Point localization data:
▼

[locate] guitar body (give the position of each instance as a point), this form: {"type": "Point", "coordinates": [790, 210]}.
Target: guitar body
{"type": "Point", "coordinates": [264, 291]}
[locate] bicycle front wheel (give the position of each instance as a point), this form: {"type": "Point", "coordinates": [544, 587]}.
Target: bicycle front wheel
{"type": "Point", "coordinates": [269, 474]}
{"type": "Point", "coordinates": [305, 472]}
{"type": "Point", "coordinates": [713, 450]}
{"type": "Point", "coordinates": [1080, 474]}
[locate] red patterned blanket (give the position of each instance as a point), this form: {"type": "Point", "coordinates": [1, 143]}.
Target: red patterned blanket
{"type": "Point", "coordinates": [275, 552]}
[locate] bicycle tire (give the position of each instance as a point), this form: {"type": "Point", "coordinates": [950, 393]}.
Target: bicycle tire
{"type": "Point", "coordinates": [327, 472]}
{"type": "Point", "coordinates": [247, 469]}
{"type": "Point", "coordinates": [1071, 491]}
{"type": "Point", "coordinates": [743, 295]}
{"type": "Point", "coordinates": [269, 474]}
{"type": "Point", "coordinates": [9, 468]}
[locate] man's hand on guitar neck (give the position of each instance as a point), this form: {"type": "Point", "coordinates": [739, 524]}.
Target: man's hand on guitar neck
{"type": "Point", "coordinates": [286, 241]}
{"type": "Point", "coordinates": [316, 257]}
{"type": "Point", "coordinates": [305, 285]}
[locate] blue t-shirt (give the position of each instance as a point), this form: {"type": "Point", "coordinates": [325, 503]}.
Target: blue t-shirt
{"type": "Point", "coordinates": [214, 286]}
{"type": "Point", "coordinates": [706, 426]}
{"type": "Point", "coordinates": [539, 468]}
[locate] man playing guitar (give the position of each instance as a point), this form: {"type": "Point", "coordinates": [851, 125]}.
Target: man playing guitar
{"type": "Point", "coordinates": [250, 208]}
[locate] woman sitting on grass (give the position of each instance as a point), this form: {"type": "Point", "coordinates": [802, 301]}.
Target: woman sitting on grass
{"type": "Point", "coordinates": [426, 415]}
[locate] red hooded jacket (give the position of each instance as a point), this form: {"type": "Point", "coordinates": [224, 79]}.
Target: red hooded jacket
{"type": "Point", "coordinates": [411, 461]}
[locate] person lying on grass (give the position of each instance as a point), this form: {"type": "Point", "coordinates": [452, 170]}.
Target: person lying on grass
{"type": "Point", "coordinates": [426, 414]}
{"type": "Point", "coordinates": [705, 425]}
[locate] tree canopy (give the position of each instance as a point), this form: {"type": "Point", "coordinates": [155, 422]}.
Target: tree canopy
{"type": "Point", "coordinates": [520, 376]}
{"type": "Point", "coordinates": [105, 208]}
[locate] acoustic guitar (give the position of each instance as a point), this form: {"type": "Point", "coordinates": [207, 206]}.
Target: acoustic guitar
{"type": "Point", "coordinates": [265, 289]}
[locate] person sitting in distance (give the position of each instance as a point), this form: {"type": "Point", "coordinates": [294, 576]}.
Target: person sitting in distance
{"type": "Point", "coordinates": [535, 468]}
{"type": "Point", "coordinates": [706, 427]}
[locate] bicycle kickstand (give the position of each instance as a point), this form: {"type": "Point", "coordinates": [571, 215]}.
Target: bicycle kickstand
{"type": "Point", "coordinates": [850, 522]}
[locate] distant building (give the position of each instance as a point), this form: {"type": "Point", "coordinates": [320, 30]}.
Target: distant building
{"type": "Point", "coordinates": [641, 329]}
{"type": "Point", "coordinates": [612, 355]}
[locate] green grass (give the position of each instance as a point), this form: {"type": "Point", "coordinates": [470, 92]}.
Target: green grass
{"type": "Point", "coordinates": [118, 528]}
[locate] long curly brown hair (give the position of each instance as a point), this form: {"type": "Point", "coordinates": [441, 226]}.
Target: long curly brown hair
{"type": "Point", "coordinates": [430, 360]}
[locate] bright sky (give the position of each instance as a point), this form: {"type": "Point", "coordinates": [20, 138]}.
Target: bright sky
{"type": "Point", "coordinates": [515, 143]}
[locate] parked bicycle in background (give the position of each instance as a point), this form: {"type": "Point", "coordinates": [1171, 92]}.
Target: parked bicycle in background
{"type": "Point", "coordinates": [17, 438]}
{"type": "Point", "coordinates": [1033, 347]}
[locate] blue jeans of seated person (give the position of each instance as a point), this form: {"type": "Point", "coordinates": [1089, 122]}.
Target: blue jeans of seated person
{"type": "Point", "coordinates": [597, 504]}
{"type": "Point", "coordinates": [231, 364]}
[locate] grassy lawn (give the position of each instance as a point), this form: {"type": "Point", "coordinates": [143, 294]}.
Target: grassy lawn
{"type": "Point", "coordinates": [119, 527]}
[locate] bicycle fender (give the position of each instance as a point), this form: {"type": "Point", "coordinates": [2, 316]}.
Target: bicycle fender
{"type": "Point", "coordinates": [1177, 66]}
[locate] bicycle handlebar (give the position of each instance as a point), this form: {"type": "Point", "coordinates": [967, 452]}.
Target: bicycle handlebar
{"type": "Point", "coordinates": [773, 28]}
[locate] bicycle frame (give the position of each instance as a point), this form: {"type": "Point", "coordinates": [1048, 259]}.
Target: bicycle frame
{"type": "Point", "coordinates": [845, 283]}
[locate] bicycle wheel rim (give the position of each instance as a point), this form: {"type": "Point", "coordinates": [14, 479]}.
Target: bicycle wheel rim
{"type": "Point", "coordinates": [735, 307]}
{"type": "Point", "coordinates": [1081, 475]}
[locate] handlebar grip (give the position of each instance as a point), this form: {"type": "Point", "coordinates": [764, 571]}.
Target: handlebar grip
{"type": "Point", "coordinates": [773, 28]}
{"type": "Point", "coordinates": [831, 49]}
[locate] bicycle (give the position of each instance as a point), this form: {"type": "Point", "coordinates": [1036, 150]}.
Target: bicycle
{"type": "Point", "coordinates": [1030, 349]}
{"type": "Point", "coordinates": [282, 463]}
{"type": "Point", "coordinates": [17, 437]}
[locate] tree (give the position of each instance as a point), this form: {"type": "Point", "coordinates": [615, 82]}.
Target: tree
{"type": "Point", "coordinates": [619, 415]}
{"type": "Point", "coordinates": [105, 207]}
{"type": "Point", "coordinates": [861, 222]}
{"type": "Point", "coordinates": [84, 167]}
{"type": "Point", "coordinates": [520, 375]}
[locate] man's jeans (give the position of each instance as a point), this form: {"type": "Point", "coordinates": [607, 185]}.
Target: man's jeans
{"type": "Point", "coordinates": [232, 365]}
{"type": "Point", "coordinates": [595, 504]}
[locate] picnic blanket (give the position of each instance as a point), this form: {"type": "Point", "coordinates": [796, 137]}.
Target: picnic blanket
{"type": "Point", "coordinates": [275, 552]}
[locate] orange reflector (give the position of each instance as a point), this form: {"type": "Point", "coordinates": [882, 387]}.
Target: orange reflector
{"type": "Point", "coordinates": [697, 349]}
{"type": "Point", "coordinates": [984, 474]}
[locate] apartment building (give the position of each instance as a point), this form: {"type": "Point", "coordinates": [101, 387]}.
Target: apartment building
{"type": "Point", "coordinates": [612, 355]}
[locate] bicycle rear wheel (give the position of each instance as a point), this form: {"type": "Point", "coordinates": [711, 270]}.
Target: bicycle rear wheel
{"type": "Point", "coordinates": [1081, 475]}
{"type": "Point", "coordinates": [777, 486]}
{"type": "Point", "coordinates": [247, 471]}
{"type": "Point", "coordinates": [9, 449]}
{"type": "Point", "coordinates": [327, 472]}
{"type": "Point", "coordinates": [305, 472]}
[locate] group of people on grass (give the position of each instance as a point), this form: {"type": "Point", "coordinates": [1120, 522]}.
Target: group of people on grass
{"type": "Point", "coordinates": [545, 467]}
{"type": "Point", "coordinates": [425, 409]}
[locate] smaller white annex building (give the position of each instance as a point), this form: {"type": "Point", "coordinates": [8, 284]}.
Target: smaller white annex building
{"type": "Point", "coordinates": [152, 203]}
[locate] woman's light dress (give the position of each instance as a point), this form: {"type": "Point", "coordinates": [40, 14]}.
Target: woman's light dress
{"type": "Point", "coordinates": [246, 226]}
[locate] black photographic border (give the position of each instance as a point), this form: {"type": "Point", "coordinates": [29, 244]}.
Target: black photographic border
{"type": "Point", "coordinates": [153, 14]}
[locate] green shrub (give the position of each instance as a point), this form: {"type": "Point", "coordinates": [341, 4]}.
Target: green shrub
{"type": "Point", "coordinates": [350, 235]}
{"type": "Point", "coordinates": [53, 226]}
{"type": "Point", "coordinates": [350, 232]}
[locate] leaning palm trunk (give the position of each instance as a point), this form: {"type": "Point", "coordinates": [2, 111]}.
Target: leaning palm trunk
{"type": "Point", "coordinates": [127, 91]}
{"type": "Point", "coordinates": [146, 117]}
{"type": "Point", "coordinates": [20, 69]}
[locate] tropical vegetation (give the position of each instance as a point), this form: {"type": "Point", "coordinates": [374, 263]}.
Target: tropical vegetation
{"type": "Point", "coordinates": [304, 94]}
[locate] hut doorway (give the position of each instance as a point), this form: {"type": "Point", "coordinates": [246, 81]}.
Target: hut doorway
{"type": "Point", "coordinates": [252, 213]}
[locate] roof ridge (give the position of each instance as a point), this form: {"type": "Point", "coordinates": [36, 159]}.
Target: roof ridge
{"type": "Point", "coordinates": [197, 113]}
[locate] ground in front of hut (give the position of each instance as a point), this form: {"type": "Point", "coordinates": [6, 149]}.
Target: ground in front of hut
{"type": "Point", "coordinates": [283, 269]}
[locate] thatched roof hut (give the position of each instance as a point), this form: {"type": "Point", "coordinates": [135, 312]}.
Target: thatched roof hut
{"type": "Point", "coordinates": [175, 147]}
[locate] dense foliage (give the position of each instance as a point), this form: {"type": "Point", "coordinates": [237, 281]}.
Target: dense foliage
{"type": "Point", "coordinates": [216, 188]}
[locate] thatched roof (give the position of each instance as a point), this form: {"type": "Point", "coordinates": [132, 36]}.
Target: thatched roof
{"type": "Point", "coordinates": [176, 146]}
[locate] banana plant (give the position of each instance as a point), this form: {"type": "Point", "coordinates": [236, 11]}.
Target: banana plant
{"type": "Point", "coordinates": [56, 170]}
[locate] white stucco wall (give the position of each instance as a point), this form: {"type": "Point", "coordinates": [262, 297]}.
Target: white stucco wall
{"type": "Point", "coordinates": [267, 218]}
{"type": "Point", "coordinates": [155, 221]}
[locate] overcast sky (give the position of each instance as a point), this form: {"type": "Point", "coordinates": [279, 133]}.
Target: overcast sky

▲

*WHAT THIS TASK INVOLVES:* Copy out the entries above exactly as given, starting at the top and ending with the line containing "[locate] bicycle front"; include both and nothing more.

*WRITTEN REPLY:*
[locate] guitar body (give the position of each instance as a point), this form: {"type": "Point", "coordinates": [790, 210]}.
Target: guitar body
{"type": "Point", "coordinates": [264, 291]}
[locate] bicycle front wheel (give the position of each instance as a point), this form: {"type": "Point", "coordinates": [544, 587]}.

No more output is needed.